** Given data follows **
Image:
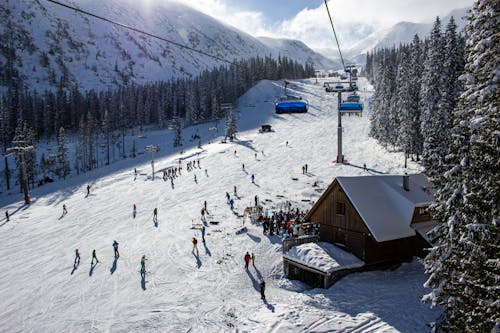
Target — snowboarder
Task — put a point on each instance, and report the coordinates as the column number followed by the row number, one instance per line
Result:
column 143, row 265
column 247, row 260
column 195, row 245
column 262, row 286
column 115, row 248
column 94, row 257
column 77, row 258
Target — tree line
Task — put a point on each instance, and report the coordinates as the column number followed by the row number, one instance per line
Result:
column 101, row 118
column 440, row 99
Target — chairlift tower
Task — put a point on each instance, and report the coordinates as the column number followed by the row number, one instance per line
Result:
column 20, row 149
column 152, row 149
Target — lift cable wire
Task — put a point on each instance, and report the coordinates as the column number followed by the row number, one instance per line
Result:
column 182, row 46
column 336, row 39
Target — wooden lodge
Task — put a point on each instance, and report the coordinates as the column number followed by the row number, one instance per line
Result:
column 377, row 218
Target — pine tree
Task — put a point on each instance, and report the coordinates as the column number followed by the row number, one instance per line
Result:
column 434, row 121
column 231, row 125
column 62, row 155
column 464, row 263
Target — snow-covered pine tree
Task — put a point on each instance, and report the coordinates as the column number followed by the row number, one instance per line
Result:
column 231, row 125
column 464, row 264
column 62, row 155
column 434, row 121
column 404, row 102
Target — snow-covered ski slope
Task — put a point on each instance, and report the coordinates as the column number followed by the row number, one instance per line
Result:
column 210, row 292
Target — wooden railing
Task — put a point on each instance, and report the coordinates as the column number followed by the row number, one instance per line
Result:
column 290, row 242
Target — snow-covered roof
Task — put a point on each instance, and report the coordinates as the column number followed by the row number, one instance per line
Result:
** End of Given data **
# [Description of the task]
Write out each entry above once more, exactly as written, and drop the pictures.

# [Task response]
Image:
Target — snowboarder
Task — put a point on each instance, and report the coordinates as the column number followed by the row number, one instance per line
Result:
column 143, row 265
column 247, row 260
column 195, row 245
column 262, row 286
column 115, row 248
column 94, row 257
column 77, row 258
Target — tree line
Task — put a point on each instance, and report the coordinates as the column number followed by the row number, one instance per line
Result:
column 101, row 118
column 440, row 99
Target — chairlift tower
Task — put a point on each instance, and report the coordinates as the column number followed by the row number, one instance per line
Result:
column 20, row 149
column 152, row 149
Target — lift cable wire
Task — put a point on each instance, and report the coordinates as the column number followed by the row number, one instance per line
Result:
column 182, row 46
column 336, row 39
Target — wooden lodge
Task — put a point on each instance, and report the coordinates as the column number followed by the row number, one instance per line
Result:
column 377, row 218
Target — pine tree
Task — put a point on each instance, and report the coordinates as the column number followed by the row number, one instance per line
Result:
column 434, row 121
column 231, row 125
column 62, row 155
column 464, row 263
Target — snow-covered pine tree
Task — put a point on each instance, and report the coordinates as the column number followed by the row number, one instance per line
Result:
column 231, row 125
column 464, row 264
column 62, row 155
column 434, row 121
column 404, row 102
Target — snow-covered ski slope
Task — put a point on each instance, and report the coordinates as the column number followed by the row number, one instance per line
Result:
column 210, row 292
Target — wooden railing
Task — put a point on each instance, and report the coordinates as the column number followed by the row number, one instance per line
Result:
column 290, row 242
Target — snow-covered roof
Task — put a point on each instance, and report the coordinates as the column number followed by the row number, one instance per line
Result:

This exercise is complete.